▸ **SOURCE DOCUMENT**:
○ ○ ○ ○ ○ ○ ○
Every family has its histrionic stories that shape the next generation. In my family’s tales, there are nuns who fled the church chasing romantic love, traveling folk singers, hippies who defied their parents by living in caves in Jerome, Ariz., and grandfathers who invited priests over to bless the bowl of holy water in the hallway.
But an overwhelming number of my stories are shaped by absence. And the main culprit is always cancer. As the No. 2 killer in the U.S., cancer impacts many families, making professor Tin Tin Su’s development of a drug screening process to treat cancer extraordinarily relevant [pages 36-39].
Su’s research can’t undo the past. My uncle Tom dropped Agent Orange in Vietnam only to die at home of melanoma when he was 34, leaving behind three children. My grandfather died three months later. Grief from losing his eldest son filled his heart until one day it got too heavy and stopped. Several years later, cancer killed my 62-year-old grandma before wiping out my uncle Dann when he was 47, a beaming father of two little boys.
But maybe the future holds a different story. Two weeks ago, a biopsy of mine came back abnormal but not cancerous. I was relieved, which gives you an idea of how low the bar is in our family. My hope is one day Su’s work will revolutionize our health care and, perhaps, transform our own family narratives in ways we never imagined possible.
○ ○ ○ ○ ○ ○ ○
▸ **DATA**:
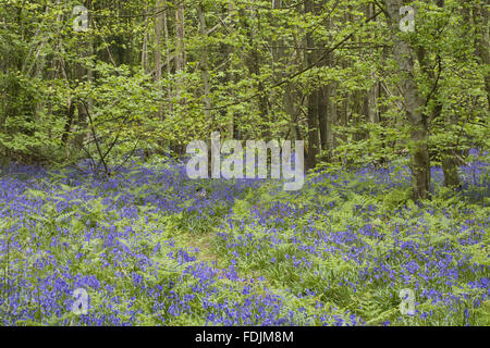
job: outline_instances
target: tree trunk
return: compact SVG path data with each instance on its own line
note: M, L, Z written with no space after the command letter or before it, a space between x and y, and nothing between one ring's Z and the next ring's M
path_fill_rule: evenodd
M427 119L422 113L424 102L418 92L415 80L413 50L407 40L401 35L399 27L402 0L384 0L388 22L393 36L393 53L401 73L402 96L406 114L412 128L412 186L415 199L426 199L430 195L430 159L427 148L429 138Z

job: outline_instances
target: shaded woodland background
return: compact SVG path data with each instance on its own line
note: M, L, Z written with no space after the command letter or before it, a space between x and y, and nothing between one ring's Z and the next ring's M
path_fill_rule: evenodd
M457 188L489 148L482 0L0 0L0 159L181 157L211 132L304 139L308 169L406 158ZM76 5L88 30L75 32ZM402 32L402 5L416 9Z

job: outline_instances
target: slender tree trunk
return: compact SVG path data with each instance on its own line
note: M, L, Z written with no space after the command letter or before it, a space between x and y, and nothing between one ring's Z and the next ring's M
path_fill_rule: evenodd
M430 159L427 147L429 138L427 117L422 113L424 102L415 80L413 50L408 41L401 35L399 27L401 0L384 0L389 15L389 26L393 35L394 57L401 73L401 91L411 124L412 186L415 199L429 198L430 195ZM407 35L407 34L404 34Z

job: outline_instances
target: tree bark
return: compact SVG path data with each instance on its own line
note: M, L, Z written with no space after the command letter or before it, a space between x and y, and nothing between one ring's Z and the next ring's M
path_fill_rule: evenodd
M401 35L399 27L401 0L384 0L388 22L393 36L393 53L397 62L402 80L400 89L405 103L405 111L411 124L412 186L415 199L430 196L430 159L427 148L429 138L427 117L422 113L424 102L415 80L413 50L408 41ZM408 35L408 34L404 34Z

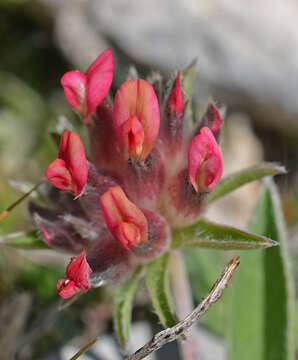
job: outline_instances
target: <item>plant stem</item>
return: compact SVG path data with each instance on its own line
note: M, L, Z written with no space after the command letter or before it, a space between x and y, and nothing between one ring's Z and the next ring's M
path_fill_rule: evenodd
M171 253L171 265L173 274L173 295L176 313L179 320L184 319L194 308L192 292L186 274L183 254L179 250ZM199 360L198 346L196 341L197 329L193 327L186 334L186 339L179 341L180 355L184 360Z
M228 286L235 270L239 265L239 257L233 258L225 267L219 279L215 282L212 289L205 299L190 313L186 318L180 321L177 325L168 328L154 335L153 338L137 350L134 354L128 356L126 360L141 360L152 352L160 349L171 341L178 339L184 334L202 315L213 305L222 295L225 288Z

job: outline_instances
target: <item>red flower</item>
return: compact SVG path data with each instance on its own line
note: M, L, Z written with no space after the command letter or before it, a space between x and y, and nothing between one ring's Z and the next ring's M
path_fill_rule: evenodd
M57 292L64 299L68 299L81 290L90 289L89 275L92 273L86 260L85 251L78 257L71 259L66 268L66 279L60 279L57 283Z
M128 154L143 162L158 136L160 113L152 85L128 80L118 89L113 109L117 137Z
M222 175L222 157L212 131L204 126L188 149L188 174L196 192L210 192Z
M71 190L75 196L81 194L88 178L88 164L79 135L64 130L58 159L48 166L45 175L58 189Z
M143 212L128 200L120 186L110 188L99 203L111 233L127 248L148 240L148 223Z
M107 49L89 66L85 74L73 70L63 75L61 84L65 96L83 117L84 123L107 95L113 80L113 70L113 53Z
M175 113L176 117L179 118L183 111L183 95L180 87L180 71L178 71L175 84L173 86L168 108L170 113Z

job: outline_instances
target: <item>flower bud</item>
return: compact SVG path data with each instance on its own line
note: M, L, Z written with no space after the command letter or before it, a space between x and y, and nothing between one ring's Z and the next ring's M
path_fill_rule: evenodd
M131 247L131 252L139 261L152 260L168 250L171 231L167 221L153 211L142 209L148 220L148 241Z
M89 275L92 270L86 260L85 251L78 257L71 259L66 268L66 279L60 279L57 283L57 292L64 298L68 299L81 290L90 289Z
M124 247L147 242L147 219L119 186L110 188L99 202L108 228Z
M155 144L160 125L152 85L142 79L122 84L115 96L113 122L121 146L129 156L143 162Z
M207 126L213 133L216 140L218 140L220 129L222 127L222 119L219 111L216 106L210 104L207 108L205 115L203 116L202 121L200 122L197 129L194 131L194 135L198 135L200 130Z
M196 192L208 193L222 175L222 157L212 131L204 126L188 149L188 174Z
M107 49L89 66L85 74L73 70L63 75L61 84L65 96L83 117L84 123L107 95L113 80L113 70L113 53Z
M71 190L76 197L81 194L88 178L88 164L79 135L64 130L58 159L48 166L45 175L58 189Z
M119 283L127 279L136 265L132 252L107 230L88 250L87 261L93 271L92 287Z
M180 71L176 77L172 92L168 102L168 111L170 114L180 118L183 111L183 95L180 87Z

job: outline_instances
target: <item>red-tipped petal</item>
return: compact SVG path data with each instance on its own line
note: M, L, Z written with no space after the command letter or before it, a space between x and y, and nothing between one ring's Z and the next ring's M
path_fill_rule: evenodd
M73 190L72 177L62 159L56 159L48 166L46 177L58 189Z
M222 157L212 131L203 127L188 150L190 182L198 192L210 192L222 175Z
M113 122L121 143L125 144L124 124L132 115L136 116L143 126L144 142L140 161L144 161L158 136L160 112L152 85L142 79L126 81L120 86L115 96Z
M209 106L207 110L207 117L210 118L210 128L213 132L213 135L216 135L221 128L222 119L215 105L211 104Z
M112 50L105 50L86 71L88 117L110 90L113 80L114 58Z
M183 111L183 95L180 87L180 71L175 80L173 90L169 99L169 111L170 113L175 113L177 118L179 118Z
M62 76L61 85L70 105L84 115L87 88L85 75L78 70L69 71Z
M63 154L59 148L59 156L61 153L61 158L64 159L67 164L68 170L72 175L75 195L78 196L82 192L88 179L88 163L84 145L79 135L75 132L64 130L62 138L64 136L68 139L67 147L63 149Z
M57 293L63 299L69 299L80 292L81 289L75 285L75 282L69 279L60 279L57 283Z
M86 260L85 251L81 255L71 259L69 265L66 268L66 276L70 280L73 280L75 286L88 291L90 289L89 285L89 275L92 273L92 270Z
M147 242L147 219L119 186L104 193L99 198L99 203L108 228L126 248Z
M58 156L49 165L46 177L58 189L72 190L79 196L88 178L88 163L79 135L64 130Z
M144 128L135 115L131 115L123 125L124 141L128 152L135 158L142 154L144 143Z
○ ○ ○ ○ ○ ○ ○
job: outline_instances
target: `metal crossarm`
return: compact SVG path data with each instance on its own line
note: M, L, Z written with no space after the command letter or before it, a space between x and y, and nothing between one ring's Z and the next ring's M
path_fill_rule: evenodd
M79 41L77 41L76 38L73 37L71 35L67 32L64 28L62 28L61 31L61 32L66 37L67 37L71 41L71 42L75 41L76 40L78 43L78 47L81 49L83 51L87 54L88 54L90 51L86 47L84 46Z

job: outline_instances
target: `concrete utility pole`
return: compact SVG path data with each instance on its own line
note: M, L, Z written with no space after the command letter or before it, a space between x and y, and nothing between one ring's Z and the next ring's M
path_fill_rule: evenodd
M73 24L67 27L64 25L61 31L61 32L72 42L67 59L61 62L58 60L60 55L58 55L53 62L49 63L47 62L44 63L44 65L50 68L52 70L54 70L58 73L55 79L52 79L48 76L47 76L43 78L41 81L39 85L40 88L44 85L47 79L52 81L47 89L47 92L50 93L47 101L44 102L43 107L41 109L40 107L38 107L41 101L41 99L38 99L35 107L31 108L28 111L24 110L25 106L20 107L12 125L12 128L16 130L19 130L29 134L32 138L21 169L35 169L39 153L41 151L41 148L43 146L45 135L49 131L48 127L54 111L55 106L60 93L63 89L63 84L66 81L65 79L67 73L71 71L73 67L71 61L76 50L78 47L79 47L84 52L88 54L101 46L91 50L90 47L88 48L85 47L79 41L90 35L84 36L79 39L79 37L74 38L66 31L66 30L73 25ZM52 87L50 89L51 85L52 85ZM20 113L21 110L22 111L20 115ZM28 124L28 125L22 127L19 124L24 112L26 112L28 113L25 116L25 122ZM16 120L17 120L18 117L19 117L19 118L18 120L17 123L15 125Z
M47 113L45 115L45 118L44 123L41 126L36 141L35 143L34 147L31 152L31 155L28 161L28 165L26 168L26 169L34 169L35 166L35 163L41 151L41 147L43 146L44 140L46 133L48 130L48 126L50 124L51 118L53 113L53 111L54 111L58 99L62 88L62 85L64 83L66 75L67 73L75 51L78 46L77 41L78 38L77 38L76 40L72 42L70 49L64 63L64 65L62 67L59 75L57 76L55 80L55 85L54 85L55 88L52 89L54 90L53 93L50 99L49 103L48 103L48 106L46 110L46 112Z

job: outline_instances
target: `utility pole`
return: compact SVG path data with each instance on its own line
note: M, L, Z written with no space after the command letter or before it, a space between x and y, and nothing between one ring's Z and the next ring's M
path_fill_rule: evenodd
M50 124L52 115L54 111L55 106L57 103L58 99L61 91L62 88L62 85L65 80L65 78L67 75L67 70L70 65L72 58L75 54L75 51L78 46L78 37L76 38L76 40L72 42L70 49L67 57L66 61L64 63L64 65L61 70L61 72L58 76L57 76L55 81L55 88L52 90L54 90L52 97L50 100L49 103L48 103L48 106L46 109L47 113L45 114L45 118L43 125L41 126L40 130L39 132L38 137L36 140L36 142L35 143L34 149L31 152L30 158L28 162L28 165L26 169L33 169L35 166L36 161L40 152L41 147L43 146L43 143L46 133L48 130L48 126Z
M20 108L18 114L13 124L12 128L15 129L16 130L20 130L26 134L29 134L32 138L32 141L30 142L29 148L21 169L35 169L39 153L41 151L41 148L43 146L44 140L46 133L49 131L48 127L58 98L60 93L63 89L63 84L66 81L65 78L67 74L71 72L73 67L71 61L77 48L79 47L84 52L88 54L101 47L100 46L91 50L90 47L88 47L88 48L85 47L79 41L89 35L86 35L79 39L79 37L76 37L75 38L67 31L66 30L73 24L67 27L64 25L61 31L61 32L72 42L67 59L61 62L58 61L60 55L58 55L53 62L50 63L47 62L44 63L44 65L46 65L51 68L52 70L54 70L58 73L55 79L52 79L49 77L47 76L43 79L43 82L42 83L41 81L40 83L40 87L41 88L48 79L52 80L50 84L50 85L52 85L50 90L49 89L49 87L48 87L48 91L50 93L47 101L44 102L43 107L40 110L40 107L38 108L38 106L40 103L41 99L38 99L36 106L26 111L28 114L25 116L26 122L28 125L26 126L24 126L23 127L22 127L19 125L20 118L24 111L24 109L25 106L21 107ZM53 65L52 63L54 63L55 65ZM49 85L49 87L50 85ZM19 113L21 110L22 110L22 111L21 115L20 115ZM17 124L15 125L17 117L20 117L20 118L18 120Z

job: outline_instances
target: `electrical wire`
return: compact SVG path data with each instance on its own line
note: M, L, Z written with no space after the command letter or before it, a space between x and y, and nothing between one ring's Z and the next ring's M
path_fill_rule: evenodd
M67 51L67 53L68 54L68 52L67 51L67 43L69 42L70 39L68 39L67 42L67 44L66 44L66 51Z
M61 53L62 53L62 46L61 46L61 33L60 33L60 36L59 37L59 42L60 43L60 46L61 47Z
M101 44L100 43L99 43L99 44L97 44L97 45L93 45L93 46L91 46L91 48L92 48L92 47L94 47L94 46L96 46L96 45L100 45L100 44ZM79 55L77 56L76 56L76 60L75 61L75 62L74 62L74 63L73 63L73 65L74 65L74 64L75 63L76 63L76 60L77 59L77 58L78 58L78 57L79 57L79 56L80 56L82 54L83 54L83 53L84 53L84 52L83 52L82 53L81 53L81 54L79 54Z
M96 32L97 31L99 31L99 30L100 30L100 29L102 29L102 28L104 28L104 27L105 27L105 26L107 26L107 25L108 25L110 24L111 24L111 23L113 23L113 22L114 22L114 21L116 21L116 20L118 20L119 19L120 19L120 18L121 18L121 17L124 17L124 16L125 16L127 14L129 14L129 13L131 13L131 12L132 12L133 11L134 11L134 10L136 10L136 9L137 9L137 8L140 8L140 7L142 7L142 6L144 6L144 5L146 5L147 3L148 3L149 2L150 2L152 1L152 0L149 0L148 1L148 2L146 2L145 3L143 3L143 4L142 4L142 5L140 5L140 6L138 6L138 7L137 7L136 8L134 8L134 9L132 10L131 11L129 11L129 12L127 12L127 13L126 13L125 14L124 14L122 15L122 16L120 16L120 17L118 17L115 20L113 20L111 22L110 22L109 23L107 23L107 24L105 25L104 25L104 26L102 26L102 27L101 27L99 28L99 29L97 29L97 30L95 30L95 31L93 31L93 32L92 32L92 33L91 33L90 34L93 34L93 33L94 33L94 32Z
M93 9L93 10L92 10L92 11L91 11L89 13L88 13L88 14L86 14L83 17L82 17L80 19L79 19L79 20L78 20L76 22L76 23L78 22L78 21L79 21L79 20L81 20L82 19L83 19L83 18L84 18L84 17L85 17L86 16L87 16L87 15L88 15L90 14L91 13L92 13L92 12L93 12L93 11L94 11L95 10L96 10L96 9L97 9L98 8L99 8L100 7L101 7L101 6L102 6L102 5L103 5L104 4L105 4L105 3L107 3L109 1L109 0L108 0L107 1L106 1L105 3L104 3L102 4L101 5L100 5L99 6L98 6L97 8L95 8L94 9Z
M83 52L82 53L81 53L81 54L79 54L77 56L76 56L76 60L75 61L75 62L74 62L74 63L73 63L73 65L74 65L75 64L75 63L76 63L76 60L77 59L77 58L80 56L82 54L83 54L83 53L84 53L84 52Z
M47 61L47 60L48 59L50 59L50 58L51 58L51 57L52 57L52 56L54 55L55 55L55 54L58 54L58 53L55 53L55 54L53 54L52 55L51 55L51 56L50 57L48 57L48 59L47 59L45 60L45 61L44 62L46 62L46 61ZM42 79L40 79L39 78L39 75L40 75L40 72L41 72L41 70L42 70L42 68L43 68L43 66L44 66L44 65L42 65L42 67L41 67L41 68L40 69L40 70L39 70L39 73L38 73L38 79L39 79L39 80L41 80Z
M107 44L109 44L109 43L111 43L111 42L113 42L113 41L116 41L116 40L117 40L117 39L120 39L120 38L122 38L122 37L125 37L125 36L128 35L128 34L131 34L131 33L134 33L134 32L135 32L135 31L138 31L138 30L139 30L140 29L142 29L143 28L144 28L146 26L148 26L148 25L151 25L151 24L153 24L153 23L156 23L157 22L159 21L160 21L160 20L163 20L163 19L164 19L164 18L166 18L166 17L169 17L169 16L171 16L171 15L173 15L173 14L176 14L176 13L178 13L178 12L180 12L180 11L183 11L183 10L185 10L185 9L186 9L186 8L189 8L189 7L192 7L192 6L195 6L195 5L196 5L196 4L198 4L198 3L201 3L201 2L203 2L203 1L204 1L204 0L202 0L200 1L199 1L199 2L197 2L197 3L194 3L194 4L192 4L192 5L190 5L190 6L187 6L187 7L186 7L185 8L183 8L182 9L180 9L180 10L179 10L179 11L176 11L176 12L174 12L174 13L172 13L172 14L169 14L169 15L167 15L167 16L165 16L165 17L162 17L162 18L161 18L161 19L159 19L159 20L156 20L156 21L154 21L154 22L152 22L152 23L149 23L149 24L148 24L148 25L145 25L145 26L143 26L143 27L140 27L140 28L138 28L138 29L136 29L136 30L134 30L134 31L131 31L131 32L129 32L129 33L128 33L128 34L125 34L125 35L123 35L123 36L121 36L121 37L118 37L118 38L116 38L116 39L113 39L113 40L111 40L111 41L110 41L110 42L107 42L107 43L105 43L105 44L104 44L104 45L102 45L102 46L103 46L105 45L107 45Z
○ ○ ○ ○ ○ ○ ○
▸ **EXERCISE INSTRUCTIONS**:
1. From the essay about family stories and cancer, write out the passage between "Every family has" and "relevant [pages 36-39].", inclusive.
2. Translate this sentence from the essay about family stories and cancer into Spanish: "Two weeks ago, a biopsy of mine came back abnormal but not cancerous."

▸ **PROBLEM SOLUTIONS**:
1.
Every family has its histrionic stories that shape the next generation. In my family’s tales, there are nuns who fled the church chasing romantic love, traveling folk singers, hippies who defied their parents by living in caves in Jerome, Ariz., and grandfathers who invited priests over to bless the bowl of holy water in the hallway.
But an overwhelming number of my stories are shaped by absence. And the main culprit is always cancer. As the No. 2 killer in the U.S., cancer impacts many families, making professor Tin Tin Su’s development of a drug screening process to treat cancer extraordinarily relevant [pages 36-39].

2. Hace dos semanas, una biopsia mía salió anormal pero no cancerosa.